Questions:
(a) Can you return, word for word, the part of the rabbit lesion text from "The most common non-neoplastic" to "due to hypersensitivity."?
(b) Can you resume the rabbit lesion text after its last sentence?

Document extract:

The most common non-neoplastic skin and soft-tissue lesions included abscesses (11 of 29; 37.9%), dermatitis (9 cases), steatitis (2 cases), cellulitis (2 cases), and 1 infundibular cyst. Bacteria were identified by histologic examination in 4 abscesses, including 2 with gram-positive cocci; further bacterial identification was not pursued for these submissions. Abscesses were most frequently found on the abdomen, inguinum, and mammary chain (n = 7); 4 abscesses were located on the head. Dermatitis predominantly affected the head and neck skin of young to middle-aged rabbits (age range <1–7 y). Bacteria were identified by Gram stains on histologic examination in only 1 of the 9 dermatitis cases; further bacterial identification was not pursued. Two dermatitis cases were classified as eosinophilic dermatitis due to hypersensitivity.

Reproductive tract lesions

Reproductive tract lesions were the second most frequent. Of 74 intact rabbits 2–11-y-old (mean 6.1 y), 52 (70.3%) were presented to a veterinarian because of female reproductive tract disease. None of the rabbits in our cohort had vaginal or vulval disease. The affected breeds included 14 Lionhead, 9 Dwarf, 4 Lop, 3 Dwarf Lop, 2 Dutch, and 1 Angora, with breeds not recorded for 19 rabbits.

Thirty-one intact female rabbits (59.6%) had uterine or oviduct neoplasia, ranging in age from 2–10 y (mean 6 y), and 21 (40.4%) had non-neoplastic disease, ranging in age from 2–9 y (mean 5.5 y), which was mainly CEH. Uterine adenocarcinoma (Fig. 2B) was the most common neoplasm observed in the reproductive tract of 28 rabbits (90%); metastatic disease was observed in 3 rabbits, and was confirmed by thoracic radiography at the time of presentation. Two rabbits were diagnosed with uterine leiomyoma, one with uterine leiomyosarcoma, and one with an ovarian adenoma. CEH was often observed in rabbits in conjunction with another uterine lesion, including 13 with uterine adenocarcinoma, 1 with uterine leiomyoma, 1 with an ovarian adenoma, and 1 with pyometra. Four rabbits were confirmed to have pyometra and were younger at 3–5-y-old. Gram-stained bacteria were not observed within the inflammatory exudate of any of the rabbits. Only one rabbit had non-uterine disease, which was confirmed as an oviduct adenoma growing as an expansile, encapsulated lesion within the ovary but without any lesions in the uterus.

Source data:
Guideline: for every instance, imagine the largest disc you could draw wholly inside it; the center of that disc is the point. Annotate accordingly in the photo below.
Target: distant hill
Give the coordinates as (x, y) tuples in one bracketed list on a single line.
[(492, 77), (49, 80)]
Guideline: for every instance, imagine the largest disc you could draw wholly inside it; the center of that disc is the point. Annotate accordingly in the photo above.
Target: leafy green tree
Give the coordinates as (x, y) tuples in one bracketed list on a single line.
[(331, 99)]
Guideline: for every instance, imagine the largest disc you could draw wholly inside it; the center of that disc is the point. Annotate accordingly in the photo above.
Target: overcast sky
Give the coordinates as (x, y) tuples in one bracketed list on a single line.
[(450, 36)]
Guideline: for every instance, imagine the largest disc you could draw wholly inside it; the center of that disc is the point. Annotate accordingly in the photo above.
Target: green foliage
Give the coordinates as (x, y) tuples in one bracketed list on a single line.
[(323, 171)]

---

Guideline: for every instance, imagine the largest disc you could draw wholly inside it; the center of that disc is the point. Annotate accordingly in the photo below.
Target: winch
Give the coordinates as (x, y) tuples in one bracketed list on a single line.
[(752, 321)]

---

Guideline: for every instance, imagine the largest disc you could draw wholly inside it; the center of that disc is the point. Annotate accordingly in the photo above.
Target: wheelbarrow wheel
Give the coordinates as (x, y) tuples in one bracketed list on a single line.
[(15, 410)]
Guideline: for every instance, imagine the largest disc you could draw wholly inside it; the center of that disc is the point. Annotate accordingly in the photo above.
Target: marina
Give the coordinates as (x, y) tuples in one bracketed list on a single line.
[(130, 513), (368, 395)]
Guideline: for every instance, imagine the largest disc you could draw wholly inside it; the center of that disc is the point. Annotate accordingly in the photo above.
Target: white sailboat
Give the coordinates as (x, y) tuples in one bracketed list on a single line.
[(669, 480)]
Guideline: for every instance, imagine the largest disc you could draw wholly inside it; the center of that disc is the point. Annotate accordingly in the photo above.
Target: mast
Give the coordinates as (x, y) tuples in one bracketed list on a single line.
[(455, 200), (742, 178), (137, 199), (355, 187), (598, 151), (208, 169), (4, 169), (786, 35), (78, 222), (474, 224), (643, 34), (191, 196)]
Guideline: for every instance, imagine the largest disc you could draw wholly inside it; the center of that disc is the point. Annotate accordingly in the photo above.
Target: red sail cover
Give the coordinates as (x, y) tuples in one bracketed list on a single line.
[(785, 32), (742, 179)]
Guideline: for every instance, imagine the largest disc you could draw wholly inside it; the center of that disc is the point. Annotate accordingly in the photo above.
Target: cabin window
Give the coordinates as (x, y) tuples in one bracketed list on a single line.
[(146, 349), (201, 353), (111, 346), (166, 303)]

Solved tasks:
(a)
The most common non-neoplastic skin and soft-tissue lesions included abscesses (11 of 29; 37.9%), dermatitis (9 cases), steatitis (2 cases), cellulitis (2 cases), and 1 infundibular cyst. Bacteria were identified by histologic examination in 4 abscesses, including 2 with gram-positive cocci; further bacterial identification was not pursued for these submissions. Abscesses were most frequently found on the abdomen, inguinum, and mammary chain (n = 7); 4 abscesses were located on the head. Dermatitis predominantly affected the head and neck skin of young to middle-aged rabbits (age range <1–7 y). Bacteria were identified by Gram stains on histologic examination in only 1 of the 9 dermatitis cases; further bacterial identification was not pursued. Two dermatitis cases were classified as eosinophilic dermatitis due to hypersensitivity.

(b)
Lesions in the testes were identified in 21 rabbits and included 17 cases of single testicular neoplasms, 3 cases of orchitis, and 1 case of hypoplasia. Diagnosed testicular tumors included 8 granular cell tumors (Fig. 2C), 5 interstitial cell tumors (Fig. 2D), 3 seminomas, and 1 Sertoli cell tumor. Notably, one testicle contained both a seminoma and a granular cell tumor. A prostatic adenocarcinoma was identified in an 8-y-old castrated male rabbit (Fig. 2E). Of the 21 rabbits, 16 had single, unilateral testes submitted; 5 had both testes submitted. Information on the castrated testes was provided for 14 rabbits, which include 8 left testes (6 neoplastic, 2 non-neoplastic) and 6 right testes (all neoplastic). The affected rabbits were 1–11-y-old, with an average of 7 y. The affected breeds included 5 Lionhead, and 1 each of Dwarf, Netherland Dwarf, and Dwarf Lop; breed information was not available in 14 submissions.

Digestive system lesions

Lesions were noted in the digestive system of 32 of 247 rabbits. The affected breeds included 7 Lionhead, 4 French Lop, 3 Dwarf, 3 Lop, and 1 each of Dutch, Dwarf Lop, and New Zealand White; breed information was not recorded in 12 submissions. Among these digestive lesions, 14 were located in the liver; the remaining 18 were found in the oral cavity, salivary glands, stomach, intestine, rectum, and peritoneum. The lesions included 10 cases of liver lobe torsion, 7 types of neoplasia, 3 rectal polyps, and a range of inflammatory lesions. These lesions were observed in rabbits 1–11-y-old.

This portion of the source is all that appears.